>> begin Stored records
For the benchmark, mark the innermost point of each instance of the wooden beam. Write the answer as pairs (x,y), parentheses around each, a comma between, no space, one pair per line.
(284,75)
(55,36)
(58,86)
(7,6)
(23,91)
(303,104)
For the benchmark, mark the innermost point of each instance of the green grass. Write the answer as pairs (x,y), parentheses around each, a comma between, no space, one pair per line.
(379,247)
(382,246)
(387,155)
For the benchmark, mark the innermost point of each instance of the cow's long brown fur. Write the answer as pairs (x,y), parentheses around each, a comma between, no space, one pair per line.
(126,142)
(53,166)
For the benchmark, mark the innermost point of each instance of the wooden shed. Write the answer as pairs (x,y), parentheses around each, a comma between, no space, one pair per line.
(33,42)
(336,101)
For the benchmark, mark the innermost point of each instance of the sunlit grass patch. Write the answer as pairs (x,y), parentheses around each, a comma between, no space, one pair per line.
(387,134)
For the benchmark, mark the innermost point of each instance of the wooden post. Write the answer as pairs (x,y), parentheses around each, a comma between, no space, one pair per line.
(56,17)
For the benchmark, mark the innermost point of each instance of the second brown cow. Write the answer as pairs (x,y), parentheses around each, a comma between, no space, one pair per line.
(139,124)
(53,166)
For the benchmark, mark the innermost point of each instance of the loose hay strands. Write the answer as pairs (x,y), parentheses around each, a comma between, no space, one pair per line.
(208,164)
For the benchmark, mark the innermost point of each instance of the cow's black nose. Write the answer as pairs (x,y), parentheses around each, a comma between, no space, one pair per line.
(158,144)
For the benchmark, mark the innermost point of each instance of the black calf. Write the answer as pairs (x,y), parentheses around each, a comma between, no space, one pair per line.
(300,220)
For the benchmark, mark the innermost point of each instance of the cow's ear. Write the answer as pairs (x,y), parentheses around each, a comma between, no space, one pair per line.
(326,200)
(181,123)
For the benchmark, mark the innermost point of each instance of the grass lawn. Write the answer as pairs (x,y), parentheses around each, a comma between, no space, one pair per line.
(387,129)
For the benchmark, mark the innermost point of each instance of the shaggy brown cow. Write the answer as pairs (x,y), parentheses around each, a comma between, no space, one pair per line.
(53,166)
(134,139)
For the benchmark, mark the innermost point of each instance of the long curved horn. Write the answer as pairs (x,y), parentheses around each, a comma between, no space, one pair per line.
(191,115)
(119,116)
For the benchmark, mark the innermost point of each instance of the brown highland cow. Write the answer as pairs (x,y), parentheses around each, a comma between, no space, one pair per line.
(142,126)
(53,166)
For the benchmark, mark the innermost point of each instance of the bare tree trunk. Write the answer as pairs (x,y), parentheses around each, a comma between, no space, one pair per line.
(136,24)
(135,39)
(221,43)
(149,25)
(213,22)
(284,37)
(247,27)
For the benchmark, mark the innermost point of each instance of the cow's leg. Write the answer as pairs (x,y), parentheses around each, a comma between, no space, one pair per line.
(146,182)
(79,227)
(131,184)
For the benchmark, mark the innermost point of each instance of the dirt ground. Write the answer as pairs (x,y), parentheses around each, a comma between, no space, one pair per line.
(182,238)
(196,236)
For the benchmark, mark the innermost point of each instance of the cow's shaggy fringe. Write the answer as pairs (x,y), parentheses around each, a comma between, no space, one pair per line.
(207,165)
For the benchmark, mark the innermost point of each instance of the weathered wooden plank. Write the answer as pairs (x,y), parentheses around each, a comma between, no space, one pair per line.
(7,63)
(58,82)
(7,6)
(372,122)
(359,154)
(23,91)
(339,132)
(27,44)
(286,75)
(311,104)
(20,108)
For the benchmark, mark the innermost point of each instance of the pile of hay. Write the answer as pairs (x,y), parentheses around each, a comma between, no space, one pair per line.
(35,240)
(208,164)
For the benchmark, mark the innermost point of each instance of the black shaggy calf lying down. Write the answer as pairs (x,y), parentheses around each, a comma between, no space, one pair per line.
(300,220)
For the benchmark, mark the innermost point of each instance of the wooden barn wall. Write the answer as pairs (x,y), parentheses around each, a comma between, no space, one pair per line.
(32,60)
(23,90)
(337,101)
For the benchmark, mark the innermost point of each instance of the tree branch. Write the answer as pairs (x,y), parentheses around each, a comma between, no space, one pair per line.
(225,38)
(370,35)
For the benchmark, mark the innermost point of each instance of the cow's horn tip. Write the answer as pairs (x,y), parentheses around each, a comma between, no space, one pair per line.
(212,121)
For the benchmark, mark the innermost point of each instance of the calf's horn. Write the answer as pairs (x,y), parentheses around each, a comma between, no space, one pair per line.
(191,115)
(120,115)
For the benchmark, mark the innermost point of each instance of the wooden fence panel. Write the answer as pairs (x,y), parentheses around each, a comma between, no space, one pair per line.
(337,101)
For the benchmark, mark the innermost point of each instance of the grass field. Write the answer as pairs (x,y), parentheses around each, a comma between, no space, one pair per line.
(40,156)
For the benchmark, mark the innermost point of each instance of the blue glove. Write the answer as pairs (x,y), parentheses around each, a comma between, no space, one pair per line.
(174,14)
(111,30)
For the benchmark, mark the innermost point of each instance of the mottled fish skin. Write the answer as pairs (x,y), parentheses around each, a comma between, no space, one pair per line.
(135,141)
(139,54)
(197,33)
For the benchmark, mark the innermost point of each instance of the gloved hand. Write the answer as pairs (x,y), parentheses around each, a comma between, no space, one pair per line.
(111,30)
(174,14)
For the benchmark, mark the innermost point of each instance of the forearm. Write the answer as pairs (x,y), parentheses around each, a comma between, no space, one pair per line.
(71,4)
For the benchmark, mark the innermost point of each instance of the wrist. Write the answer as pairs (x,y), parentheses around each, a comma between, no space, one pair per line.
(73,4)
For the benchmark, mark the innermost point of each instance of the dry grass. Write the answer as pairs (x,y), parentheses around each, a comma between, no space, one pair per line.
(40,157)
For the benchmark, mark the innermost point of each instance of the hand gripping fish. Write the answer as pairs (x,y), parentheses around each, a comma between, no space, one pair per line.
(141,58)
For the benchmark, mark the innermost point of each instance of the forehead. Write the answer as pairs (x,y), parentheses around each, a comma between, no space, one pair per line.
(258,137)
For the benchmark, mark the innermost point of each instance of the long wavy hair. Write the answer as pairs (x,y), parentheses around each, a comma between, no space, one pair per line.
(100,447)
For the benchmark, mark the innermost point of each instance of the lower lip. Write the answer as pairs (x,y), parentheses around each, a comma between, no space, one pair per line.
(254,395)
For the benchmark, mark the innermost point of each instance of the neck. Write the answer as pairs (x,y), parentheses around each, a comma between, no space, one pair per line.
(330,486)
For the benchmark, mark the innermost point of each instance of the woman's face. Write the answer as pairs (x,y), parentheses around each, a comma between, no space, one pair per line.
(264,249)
>> end Stored records
Reproduce each line of the material above precisely.

> [Complete response]
For the benchmark, mark the innermost point of each instance of the wooden beam. Write the answer as pairs (x,y), parentheses around each, a comma between, no space, one pair per line.
(284,75)
(55,36)
(58,86)
(7,6)
(23,91)
(303,104)
For the benchmark, mark the innermost point of each instance of the green grass. Write the answer as pairs (x,y), parentheses around each, a comma between, no space, one pair per line.
(379,247)
(382,246)
(387,155)
For the benchmark, mark the innermost point of each instance of the cow's long brown fur. Write the answer as pairs (x,y), parentheses around each, a comma between, no space, one pair per line.
(126,142)
(53,166)
For the benchmark, mark the innermost point of each instance of the wooden shed. Write the answer as pairs (x,y), parentheses around each, a comma between, no space, one pair per line.
(33,42)
(336,101)
For the benchmark, mark the innermost point of each instance of the sunlit grass patch. Write the answer as pairs (x,y), parentheses around each, a comma between, no space, one pair per line.
(387,134)
For the benchmark, mark the innermost point of each instance of the wooden post. Write the answer as pairs (x,y), parentheses around each, a comma between, no space, one pair per line.
(56,17)
For the benchmark, mark the innermost point of each instance of the second brown cow. Write the answer as pairs (x,y), parentheses around each, a comma between, no space, one pair per line.
(139,124)
(53,166)
For the benchmark, mark the innermost point of each instance of the loose hay strands. Write the answer as pairs (x,y), parentheses around each, a comma between, no space, one pair per line.
(208,164)
For the benchmark, mark the innermost point of each instance of the cow's black nose. Write the answer as pairs (x,y), parentheses around each, a comma between, no space, one pair per line.
(158,144)
For the benchmark, mark the innermost point of each instance of the black calf. Write the answer as pairs (x,y), parentheses around each, a comma between, no space, one pair per line.
(300,220)
For the benchmark, mark the innermost point of each instance of the cow's ear. Write the answer as pairs (x,y), parentheses around each, a comma between, no space, one pair per line.
(326,200)
(181,123)
For the benchmark, mark the innermost point of each instance of the grass lawn. Write the answer as pairs (x,y), parentheses around each, a comma between, no space, one pair per line.
(387,129)
For the benchmark, mark the innermost point of each instance of the shaggy brown cow. Write the answer as pairs (x,y), parentheses around each, a comma between, no space, one pair per line.
(53,166)
(134,139)
For the benchmark, mark the innermost point of each instance of the long curved horn. Write the answer as pairs (x,y), parentheses around each, a comma between, no space, one pair per line.
(191,115)
(119,116)
For the benchmark, mark the innermost point of each instance of the brown highland cow. Write the answer as pairs (x,y), parentheses around each, a comma between, no space, one pair per line.
(142,126)
(53,166)
For the benchmark, mark the innermost point of each instance of the bare tree trunk. Write the answer as pairs (x,y), parentheses around each, a comma between, no space, one pair per line.
(136,24)
(135,39)
(221,43)
(149,25)
(213,22)
(284,37)
(247,27)
For the benchmark, mark the innermost point of each instance of the cow's leg. Write the answer as pairs (x,y), parentheses around each, a comma between, no space, one pair per line.
(146,182)
(79,227)
(131,184)
For the benchmark, mark the innermost point of each instance of the dirt ground. Write the answer as pairs (x,y), parentheses around each, a comma between, no space, one pair per line.
(182,238)
(196,236)
For the benchmark, mark the innermost point of each instance of the cow's shaggy fringe. Write the answer as pairs (x,y), parentheses around each, a comma between, no space, one pair per line.
(207,165)
For the benchmark, mark the innermost point of each instance of the weathered wooden plank. Write the answer as pairs (x,y), parentheses around each, a comma between, no space, one pair per line.
(7,63)
(58,82)
(7,6)
(372,122)
(359,154)
(23,91)
(339,132)
(27,44)
(286,75)
(311,104)
(20,108)
For the benchmark, mark the innermost point of each instance of the pile of hay. Write the answer as pairs (x,y), parentheses around each, a comma between, no space, one pair per line.
(35,240)
(208,164)
For the benchmark, mark the innermost point of each instance of the black shaggy calf lying down. Write the answer as pairs (x,y), parentheses around each, a comma between, no space, one pair per line.
(300,220)
For the benchmark, mark the innermost point of each instance of the wooden barn wall. Write the answer as pairs (x,y), parentheses around each, a comma between, no space, one pair per line.
(32,60)
(23,90)
(337,101)
For the benchmark, mark the innermost point of each instance of the tree branch. Write the answer as pairs (x,y), parentheses around each, a comma between, no space, one pair per line.
(225,38)
(370,35)
For the benchmark, mark the innermost point of each instance of the cow's horn tip. Write the answer as pairs (x,y), parentheses around each, a comma between, no space, one pair per line.
(212,121)
For the benchmark, mark the innermost point of each instance of the calf's horn. Write the answer as pairs (x,y), parentheses around each, a comma between, no space, one pair per line.
(191,115)
(120,115)
For the benchmark, mark the innermost point of each instance of the wooden fence panel. Write the answer as pairs (x,y), parentheses around each, a comma between, no space, one pair per line.
(337,101)
For the benchmark, mark the innermost point of each instance of the grass field. Write the answer as pairs (x,y), parentheses around each, a comma between, no space, one pair per line.
(40,156)
For the benchmark, mark the innermost point of each instance of the blue glove. Write the answer as pairs (x,y), parentheses around each, a comma between, no space, one pair per line.
(174,14)
(111,30)
For the benchmark, mark the innermost point of each instance of the mottled fish skin. Write the answer as pairs (x,y), parentheses around each, a comma between, no space, one pair per line.
(135,141)
(139,54)
(197,33)
For the benchmark, mark the innermost point of each instance of the gloved hand. Write the answer as pairs (x,y), parentheses around each, a comma between, no space, one pair per line.
(111,30)
(174,14)
For the benchmark, mark the innermost point of each instance of the forearm. Write the answer as pairs (x,y), parentheses around each, a comma between, no space, one pair per line.
(71,4)
For the benchmark, mark the innermost point of each instance of the wrist. Write the answer as pairs (x,y), parentheses around each, a comma between, no space, one pair per line.
(73,4)
For the benchmark, mark the innermost point of each instance of the dry grass. Write the answer as pairs (x,y), parentheses around each, a comma between, no space, one pair per line.
(40,157)
For the benchmark, mark the innermost point of each instance of the hand gripping fish. Write the answer as pairs (x,y), parentheses around each, a comma between, no space, one pair per line.
(141,58)
For the benchmark, mark the innermost point of each instance of the forehead. Write the answer as pairs (x,y), parentheses around each, a comma between, no space, one pair per line.
(258,137)
For the benchmark, mark the innermost point of each instance of the long wavy hair. Write the answer as pairs (x,y), parentheses around each, a comma between, no space, one pair per line.
(100,447)
For the benchmark, mark the innermost point of each instance of the lower lip. Write the answer as pairs (x,y), parentheses around each, a comma between, no space, one pair per line.
(254,395)
For the benchmark, mark the innermost point of each instance of the neck. Write the answer as pairs (x,y), parentheses around each, a comma between, no space, one pair per line.
(330,486)
For the benchmark, mark the innermost point of each instance of the woman's face. Write the answer as pairs (x,y), parentheses around each, a comma between, no space, one pair per line.
(264,249)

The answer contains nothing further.